**Entries supplied:**
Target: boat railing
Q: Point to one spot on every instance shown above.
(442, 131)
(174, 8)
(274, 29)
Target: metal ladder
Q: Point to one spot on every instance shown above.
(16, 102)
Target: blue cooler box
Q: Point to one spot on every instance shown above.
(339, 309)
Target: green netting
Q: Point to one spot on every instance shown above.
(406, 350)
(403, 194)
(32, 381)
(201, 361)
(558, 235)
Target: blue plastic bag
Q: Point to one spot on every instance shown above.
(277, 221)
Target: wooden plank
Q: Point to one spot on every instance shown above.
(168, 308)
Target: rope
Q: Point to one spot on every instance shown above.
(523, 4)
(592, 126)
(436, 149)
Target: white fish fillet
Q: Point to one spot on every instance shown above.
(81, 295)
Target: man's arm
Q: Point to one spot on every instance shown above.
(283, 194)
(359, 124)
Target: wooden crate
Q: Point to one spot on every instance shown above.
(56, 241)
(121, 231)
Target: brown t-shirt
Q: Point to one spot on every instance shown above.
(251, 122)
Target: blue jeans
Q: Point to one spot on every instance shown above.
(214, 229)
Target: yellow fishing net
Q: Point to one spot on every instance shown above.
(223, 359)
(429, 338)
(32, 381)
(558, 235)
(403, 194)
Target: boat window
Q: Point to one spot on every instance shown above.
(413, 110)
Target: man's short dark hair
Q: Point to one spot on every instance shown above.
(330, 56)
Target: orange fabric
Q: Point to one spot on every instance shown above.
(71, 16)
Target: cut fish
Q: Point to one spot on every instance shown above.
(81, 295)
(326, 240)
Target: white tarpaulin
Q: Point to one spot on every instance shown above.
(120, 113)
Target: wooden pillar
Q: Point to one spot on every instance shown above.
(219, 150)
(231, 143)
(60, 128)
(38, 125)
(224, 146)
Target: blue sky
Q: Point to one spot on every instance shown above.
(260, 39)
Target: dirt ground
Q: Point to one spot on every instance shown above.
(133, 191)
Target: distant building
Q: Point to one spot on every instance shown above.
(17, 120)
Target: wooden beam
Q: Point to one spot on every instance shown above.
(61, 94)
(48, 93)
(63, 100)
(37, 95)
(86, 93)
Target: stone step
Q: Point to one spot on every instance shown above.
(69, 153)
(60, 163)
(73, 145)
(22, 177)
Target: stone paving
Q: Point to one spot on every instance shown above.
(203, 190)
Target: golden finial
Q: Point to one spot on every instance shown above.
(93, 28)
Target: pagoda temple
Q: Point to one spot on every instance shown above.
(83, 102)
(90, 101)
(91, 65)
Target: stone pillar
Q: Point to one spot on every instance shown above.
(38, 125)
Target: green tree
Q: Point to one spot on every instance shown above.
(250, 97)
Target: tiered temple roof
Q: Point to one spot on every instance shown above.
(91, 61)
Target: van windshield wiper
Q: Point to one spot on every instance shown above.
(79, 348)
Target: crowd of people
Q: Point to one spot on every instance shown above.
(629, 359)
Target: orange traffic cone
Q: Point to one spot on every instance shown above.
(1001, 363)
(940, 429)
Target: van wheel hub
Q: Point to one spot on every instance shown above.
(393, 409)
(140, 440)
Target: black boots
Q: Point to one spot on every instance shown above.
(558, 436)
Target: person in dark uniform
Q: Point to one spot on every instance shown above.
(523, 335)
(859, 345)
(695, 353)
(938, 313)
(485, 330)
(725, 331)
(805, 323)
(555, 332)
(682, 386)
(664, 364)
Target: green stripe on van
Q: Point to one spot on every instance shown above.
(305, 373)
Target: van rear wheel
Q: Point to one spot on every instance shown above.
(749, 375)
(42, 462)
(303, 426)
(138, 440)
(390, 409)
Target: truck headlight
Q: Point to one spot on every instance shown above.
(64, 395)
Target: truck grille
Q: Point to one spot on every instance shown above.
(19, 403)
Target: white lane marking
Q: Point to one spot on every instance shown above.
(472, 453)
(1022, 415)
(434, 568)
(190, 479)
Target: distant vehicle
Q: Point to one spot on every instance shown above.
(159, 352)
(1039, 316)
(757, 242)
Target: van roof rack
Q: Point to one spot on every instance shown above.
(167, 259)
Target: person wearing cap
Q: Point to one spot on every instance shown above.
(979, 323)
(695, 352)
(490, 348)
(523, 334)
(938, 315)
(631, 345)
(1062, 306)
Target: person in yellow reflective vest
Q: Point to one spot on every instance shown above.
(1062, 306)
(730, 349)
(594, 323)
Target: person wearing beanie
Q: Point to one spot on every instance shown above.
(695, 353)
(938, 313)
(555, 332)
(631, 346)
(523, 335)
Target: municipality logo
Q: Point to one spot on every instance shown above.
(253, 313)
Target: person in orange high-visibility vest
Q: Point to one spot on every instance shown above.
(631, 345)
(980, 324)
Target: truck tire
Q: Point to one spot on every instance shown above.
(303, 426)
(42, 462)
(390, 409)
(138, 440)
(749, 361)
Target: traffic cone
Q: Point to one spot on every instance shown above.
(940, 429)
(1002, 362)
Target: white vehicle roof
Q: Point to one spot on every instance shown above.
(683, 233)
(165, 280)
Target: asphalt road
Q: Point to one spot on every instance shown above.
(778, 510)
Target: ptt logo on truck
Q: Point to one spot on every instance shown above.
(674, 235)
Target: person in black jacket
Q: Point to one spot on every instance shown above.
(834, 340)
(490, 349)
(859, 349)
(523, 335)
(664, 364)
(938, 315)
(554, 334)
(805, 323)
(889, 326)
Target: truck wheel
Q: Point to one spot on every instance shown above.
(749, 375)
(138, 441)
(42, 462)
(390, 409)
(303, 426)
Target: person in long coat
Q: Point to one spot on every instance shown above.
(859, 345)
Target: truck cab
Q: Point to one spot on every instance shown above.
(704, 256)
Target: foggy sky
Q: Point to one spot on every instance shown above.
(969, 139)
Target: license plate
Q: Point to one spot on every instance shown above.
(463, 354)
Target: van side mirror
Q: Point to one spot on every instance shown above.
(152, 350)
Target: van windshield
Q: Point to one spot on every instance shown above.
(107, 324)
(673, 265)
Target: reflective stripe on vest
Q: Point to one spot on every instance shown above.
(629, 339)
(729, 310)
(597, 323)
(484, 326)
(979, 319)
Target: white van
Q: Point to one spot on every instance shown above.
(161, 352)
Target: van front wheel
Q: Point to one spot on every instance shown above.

**What to produce:** Restate each entry exactly, skipping none.

**Full response:**
Target: boat railing
Q: Point to one spot on every instance shown above.
(442, 131)
(174, 8)
(274, 29)
Target: metal ladder
Q: Point to one spot on every instance shown above.
(16, 102)
Target: blue cooler box
Q: Point to one spot on every instance shown above.
(339, 309)
Target: green netting
Q: Point to one spot on every instance shown above.
(406, 350)
(403, 194)
(32, 381)
(201, 361)
(558, 235)
Target: blue plastic bag
Q: Point to one spot on every instance shown above.
(277, 221)
Target: wooden plank
Q: Point to one spot on every instance shown above.
(168, 308)
Target: rope
Q: Point to one spot on every instance shown above.
(523, 4)
(592, 126)
(436, 149)
Target: white fish fillet
Q: Point to one spot on every instance shown above.
(81, 295)
Target: man's arm
Q: Point to one spot on every instance shown above.
(283, 194)
(359, 124)
Target: wooden crate
Q: Point to one spot on every instance shown above.
(56, 241)
(121, 231)
Target: brown t-shirt
Q: Point to one spot on every instance shown above.
(251, 122)
Target: blue jeans
Q: Point to one spot on every instance shown above.
(214, 229)
Target: yellow fishing net
Q: Point to one spot on every instance shown above.
(223, 359)
(429, 338)
(32, 381)
(558, 235)
(403, 194)
Target: boat window
Q: Point to one spot on every instance shown above.
(413, 110)
Target: man's short dark hair
Q: Point to one spot on every instance shown above.
(330, 56)
Target: orange fabric
Q: Point to one spot on every instance shown above.
(71, 16)
Target: cut fish
Q: Point to one spot on every instance shown above.
(81, 295)
(326, 240)
Target: white tarpaulin
Q: Point to one spot on every instance shown above.
(120, 113)
Target: wooden pillar
Q: Point to one spot on every instance shown above.
(219, 150)
(231, 143)
(60, 128)
(38, 125)
(224, 146)
Target: blue sky
Q: Point to one spot on every instance shown above.
(260, 39)
Target: dirt ground
Q: Point to one spot on every instance shown above.
(133, 191)
Target: distant building
Q: Point to one spot on every instance shown above.
(17, 120)
Target: wooden beam
Q: Point to one spot on every instance shown above.
(61, 94)
(48, 93)
(63, 100)
(37, 95)
(86, 93)
Target: stone step
Q: Point to one spot on every instance shown above.
(69, 153)
(60, 163)
(73, 145)
(22, 177)
Target: stone paving
Q: Point to one spot on every instance shown above.
(203, 190)
Target: golden finial
Q: Point to one spot on every instance shown above.
(93, 28)
Target: pagoda temple
Q: Point to one spot on every instance shown above.
(83, 102)
(90, 101)
(91, 65)
Target: stone pillar
Q: Point to one spot on every instance shown above.
(38, 125)
Target: green tree
Q: Point to one spot on every instance shown above.
(250, 97)
Target: tiered temple roof
Q: Point to one spot on every instance shown above.
(91, 61)
Target: van windshield wiper
Q: Point to one spot on every instance shown above.
(79, 348)
Target: crowd of people
Q: Point to one spot on every instance shown above.
(629, 359)
Target: orange traffic cone
Q: Point to one spot on every instance shown above.
(1001, 363)
(940, 429)
Target: van wheel hub
Q: Point to one spot on every instance shown above.
(393, 409)
(140, 440)
Target: black boots
Q: Point to one spot on every instance shown above.
(558, 436)
Target: person in dark uniform
Q: Point to one spot on every instance shown above.
(523, 335)
(859, 345)
(695, 353)
(938, 313)
(485, 330)
(725, 331)
(805, 323)
(555, 332)
(682, 386)
(664, 364)
Target: green stripe on van
Q: Point to one spot on every instance shown above.
(305, 373)
Target: van rear wheel
Q: Point to one spot on every instance shown above.
(749, 375)
(42, 462)
(303, 426)
(138, 440)
(390, 409)
Target: truck headlight
Q: Point to one spot on every instance shown above.
(64, 395)
Target: truck grille
Q: Point to one spot on every instance shown above.
(19, 403)
Target: white lane marking
Q: Point to one spot on every instance shown above.
(472, 453)
(1022, 415)
(434, 568)
(190, 479)
Target: distant vehicle
Q: Point to one spot on every instance shown above.
(159, 352)
(1039, 316)
(757, 242)
Target: van roof rack
Q: Point to one spot on every instance shown above.
(167, 259)
Target: person wearing cap
Q: Point to one spot on every instance shown above.
(979, 323)
(695, 352)
(490, 348)
(523, 334)
(938, 315)
(631, 345)
(1062, 306)
Target: person in yellow reflective vest
Q: Point to one spot on every instance shown above.
(1062, 306)
(730, 349)
(594, 323)
Target: person wearing beanie
Q: Point to one spot on every instance shown above.
(695, 353)
(938, 313)
(555, 332)
(631, 346)
(523, 335)
Target: municipality logo
Q: Point to one spot on every instance shown above.
(253, 313)
Target: person in orange high-visibility vest
Q: Point to one spot on every instance shown above.
(631, 345)
(980, 324)
Target: truck tire
Q: Point to one spot on every instance shown above.
(303, 426)
(42, 462)
(390, 409)
(138, 440)
(749, 361)
Target: traffic cone
Q: Point to one spot on every instance shown above.
(940, 429)
(1002, 362)
Target: white vehicle roof
Q: Point to one spot on every instance shown above.
(683, 233)
(165, 280)
Target: asphalt road
Q: Point to one spot on every instance shown above.
(778, 510)
Target: ptt logo on truck
Q: Point to one spot on every instance shown above.
(674, 235)
Target: person in black jacket
Q: Point to one spot on every instance shown above.
(834, 340)
(490, 349)
(859, 349)
(523, 335)
(664, 364)
(938, 315)
(554, 334)
(805, 323)
(889, 326)
Target: truck wheel
Q: Point to one spot on every instance shown above.
(749, 375)
(138, 441)
(42, 462)
(390, 409)
(303, 426)
Target: person in long coat
Q: Point to one spot on every instance shown above.
(859, 345)
Target: truck cab
Q: Point to one spot on every instance shown above.
(704, 256)
Target: foggy sky
Q: Point to one spot on every instance shown above.
(969, 139)
Target: license plate
Q: Point to one spot on every instance shown above.
(463, 354)
Target: van side mirror
Q: Point to one spot on every instance shown above.
(152, 350)
Target: van windshield
Q: Point to one spot on every instance shown above.
(107, 324)
(673, 265)
Target: reflective stripe on vest
Q: Point to one spot on every instance shown above.
(629, 339)
(729, 310)
(597, 323)
(484, 326)
(979, 319)
Target: white van
Q: Point to one spot on every instance shown above.
(161, 352)
Target: van front wheel
Q: Point to one spot on every instance shown above.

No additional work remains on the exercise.